• [Goal of the exercise]: How many lines in the entries below contain the word "blooming"? Reply with the number alone.

A block of data
------------------------------------------------------------------------
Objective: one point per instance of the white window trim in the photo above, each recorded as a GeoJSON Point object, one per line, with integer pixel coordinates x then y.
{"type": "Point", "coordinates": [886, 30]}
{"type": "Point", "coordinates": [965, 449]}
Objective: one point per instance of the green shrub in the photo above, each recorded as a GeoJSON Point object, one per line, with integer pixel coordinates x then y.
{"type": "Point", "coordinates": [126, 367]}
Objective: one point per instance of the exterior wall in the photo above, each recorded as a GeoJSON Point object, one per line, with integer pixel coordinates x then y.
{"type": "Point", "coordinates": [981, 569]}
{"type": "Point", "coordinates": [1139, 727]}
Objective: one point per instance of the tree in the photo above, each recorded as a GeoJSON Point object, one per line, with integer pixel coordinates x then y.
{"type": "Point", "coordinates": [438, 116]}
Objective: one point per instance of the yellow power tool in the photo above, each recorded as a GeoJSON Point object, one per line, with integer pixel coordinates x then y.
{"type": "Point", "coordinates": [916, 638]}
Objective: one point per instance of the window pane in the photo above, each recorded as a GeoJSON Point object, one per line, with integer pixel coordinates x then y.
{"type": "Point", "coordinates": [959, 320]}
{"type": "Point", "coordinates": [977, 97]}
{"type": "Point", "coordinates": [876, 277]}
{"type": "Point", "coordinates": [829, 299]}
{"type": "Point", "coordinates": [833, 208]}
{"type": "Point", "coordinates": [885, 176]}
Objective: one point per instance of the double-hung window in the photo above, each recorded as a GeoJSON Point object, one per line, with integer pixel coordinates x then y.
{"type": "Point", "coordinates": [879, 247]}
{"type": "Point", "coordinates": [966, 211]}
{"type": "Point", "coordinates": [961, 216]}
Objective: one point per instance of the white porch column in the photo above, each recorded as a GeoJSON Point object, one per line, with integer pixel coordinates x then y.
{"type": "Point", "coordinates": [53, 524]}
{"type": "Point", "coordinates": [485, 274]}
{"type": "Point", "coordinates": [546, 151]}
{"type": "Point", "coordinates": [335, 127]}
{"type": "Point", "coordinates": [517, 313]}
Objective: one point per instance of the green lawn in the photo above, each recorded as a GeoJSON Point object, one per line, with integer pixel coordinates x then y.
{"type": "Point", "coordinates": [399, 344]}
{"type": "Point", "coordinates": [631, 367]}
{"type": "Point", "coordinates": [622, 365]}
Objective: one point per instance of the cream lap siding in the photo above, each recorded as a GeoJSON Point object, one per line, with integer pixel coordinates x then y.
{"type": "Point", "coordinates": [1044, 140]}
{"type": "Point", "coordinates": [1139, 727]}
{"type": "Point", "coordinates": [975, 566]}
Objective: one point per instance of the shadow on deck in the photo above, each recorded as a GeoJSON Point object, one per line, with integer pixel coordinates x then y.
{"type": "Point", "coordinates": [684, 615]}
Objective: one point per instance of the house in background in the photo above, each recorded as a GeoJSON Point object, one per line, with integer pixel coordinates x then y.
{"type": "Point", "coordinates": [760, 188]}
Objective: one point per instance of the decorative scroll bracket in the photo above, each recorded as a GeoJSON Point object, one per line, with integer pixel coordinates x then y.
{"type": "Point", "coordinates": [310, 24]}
------------------------------------------------------------------------
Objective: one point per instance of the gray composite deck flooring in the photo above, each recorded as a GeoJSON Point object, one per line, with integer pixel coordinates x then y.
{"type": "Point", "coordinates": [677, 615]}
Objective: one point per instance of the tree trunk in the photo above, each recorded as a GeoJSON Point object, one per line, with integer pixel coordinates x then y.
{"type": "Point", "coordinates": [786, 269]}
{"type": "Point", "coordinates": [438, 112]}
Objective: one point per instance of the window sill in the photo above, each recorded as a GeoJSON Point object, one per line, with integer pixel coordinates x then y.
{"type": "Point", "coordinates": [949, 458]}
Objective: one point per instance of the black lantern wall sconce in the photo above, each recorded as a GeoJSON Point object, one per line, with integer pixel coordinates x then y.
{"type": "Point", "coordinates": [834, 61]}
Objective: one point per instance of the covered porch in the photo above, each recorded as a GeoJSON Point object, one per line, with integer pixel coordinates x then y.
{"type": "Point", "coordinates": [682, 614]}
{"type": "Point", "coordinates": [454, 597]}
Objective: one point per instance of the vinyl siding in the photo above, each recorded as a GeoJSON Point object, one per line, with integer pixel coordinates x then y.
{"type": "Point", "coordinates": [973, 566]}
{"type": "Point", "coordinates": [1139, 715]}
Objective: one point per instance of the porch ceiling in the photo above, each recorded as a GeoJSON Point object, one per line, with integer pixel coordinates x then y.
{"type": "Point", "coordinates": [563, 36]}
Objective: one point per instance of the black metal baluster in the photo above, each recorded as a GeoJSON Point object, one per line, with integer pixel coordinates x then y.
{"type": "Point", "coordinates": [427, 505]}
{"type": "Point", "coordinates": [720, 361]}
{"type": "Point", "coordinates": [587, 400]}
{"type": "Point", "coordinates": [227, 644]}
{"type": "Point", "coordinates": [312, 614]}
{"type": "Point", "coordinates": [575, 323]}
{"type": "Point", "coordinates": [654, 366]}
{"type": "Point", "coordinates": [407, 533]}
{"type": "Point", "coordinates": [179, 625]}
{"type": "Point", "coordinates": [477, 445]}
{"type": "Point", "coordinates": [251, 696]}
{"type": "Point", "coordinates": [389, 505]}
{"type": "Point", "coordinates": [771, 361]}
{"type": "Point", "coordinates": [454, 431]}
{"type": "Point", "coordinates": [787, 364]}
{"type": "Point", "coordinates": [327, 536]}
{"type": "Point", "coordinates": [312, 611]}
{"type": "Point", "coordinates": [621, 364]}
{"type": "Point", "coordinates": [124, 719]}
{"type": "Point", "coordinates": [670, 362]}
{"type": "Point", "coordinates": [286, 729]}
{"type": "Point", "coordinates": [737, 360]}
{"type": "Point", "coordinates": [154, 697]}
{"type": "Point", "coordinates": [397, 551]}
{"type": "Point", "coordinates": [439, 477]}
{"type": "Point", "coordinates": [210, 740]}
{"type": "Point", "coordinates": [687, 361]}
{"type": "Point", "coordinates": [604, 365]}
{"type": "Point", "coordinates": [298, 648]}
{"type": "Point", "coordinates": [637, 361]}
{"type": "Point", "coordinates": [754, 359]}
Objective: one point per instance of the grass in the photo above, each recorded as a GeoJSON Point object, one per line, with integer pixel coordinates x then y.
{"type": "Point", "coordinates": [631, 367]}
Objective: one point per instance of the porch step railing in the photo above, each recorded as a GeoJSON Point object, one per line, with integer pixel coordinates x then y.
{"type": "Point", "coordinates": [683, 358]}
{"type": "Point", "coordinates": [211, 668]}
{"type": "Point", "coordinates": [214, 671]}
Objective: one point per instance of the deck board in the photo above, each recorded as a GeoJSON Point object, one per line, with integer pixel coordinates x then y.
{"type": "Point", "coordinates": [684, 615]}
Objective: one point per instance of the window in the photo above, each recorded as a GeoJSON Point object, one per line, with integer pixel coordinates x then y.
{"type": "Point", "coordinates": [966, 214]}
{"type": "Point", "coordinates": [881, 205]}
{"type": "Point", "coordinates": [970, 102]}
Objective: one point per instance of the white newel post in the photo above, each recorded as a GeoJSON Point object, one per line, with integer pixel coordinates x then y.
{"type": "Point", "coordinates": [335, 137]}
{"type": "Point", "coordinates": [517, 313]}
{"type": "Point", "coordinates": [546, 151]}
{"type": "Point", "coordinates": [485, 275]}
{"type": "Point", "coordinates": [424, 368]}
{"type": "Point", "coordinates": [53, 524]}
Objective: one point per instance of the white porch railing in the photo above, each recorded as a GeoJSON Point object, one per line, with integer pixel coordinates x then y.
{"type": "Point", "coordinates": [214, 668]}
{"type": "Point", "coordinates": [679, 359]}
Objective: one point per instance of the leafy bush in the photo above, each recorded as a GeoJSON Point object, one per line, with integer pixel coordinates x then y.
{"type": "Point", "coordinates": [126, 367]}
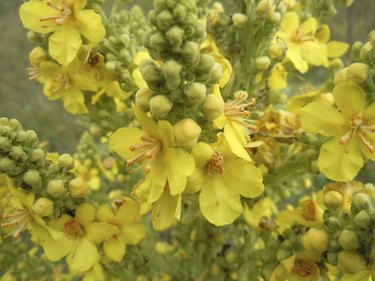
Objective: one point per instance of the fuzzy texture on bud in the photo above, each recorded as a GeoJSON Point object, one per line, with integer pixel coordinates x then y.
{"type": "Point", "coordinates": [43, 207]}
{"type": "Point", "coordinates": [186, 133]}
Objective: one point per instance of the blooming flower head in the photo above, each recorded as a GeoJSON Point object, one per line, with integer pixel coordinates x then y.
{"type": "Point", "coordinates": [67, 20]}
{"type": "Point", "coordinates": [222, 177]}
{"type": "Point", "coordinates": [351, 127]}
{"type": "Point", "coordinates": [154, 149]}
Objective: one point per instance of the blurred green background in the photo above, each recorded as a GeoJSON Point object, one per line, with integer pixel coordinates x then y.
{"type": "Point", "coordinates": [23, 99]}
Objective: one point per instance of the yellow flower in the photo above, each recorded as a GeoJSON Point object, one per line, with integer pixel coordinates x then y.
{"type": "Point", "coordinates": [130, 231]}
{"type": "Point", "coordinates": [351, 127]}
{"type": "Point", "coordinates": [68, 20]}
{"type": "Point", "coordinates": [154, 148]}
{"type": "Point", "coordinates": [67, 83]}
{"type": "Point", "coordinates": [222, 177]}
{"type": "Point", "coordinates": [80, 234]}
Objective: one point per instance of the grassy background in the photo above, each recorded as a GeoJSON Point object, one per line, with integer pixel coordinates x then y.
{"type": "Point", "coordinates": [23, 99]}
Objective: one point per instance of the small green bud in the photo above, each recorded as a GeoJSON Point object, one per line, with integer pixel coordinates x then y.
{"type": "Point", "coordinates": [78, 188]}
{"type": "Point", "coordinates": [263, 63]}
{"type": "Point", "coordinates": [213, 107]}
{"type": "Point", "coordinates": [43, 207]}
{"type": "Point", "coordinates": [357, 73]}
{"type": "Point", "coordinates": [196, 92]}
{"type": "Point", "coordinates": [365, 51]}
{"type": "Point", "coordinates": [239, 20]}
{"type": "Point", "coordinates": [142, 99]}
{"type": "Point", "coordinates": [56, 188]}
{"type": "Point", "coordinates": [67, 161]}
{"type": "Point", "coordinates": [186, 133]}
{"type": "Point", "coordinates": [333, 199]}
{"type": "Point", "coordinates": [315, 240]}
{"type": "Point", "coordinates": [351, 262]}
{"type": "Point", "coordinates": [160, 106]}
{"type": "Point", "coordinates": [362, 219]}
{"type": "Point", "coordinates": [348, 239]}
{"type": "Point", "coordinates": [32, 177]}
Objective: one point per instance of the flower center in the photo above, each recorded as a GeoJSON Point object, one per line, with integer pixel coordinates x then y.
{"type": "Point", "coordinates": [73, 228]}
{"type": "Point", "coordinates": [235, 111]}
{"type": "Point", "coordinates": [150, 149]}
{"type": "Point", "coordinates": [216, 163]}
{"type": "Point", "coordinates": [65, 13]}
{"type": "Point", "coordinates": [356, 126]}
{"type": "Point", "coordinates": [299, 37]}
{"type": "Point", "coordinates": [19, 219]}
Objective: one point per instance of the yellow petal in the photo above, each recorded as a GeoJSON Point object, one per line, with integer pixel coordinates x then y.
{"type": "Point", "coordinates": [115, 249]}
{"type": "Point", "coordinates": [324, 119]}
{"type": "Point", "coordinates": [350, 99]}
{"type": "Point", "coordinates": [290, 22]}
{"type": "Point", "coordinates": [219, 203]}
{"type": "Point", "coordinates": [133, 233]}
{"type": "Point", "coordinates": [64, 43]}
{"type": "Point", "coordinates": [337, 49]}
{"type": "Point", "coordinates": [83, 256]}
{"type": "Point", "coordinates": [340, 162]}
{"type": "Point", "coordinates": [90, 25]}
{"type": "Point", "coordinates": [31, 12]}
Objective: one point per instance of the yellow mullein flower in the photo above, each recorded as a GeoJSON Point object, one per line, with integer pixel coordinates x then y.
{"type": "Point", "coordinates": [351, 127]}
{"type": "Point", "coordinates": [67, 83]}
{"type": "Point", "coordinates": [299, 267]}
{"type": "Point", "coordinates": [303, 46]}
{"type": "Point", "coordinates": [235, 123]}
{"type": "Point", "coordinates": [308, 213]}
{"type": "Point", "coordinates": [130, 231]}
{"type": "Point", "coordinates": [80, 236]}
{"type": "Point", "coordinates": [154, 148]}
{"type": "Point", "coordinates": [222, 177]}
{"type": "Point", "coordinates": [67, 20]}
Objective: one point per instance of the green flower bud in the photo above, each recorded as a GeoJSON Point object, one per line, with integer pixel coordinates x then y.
------------------------------------------------------------------------
• [Result of the exercise]: 1